What you have to do = In the passage about forgiveness, what did Bryan do once he was finally satisfied?

[Start Document passage]

But I can also say this - that if I had been fortunate enough to have met June in the first place, there would never have been a divorce at all.

Well, I don't know if the anguish of your mother's repeated love affairs, or the despair of being put out of Iran in disgrace, or the helplessness of being ordered out of Ruby's house in Little Rock when I came home from Iran, or the deep sorrow of being ordered off of your place was the greatest blow. Nevertheless, I appreciated your letter, and though I still have no idea of why things happened as they did, I have no hard feelings to anyone.

Again I say, forgive me - I know of nothing further to confess. My conscience is absolutely clear before God, but at times we can offend without the slightest realization.

With these things in the past, we can both look forward to the future. I am so excited about the outlook, I find it hard to go to sleep at night. Things are happening now so fast, it is making my head swim. Soon I will be preaching to more people in one sermon than I have preached to collectively in all my life. You'll know more about this in a few months.

I have not meant to hurt anyone with this letter. What I have written are facts that are absolutely true. Now that you are older, I thought you ought to know.

............................................

At last Bryan was satisfied, and called off his "hearing".

My son was ordained at last.

* * * * * *

My spiritual condition, however, was precarious. His letters, his stories to all who would listen to him were, to use a Bible term in the place of a word commonly used, "dung". I wasn't hurt so much by Bryan's latest accusations, personally, but when he attacked my kids, that was something else again. I had heard that time heals all wounds, but secretly I hoped that time wounds all heels! That text kept jumping out at me: "If you refuse to forgive those who sin against you, your heavenly Father will not forgive you."84

Brother! Does God really expect so much from me? To forgive him for writing such a letter to my son? For maligning my relationship with my little daughter? Even a mother animal or a female bird sitting on her nest will defend her offspring from an attacking enemy, even to the death. What did God expect of me?

I don't have all the answers to those tough questions. I may never have them all. But one fact I had to face: Forgiveness, as shown at Calvary, is very expensive. It is the blood of Jesus Christ, Son of the Living God, Who left the purity, joy and splendor of heaven to live for more than thirty years amid mean, lying, double-dealing, self-righteous and greedy people; Who died a horrible, de-humanizing death for those He loved - it is His blood that cancels our sin. When Jesus was hanging on that cross, his flesh tearing more and more at the site of the spike wounds,the muscle spasms twisting the innocent, holy body, He did an incredible thing. Even while feeling the guilt of all our sins He prayed, "Father, forgive them." Then, incomprehensibly, He made an excuse for them! "They don't know what they are doing."85 I'm glad that His Father put His hand over the sun and let the darkness hide the intense suffering of His Son as God's face hid from Him.

[End Document passage]
[Start Supplied data]

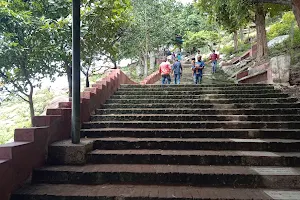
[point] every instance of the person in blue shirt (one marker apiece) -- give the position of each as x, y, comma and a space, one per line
177, 71
197, 70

[End Supplied data]

Output for this exercise = He called off his "hearing".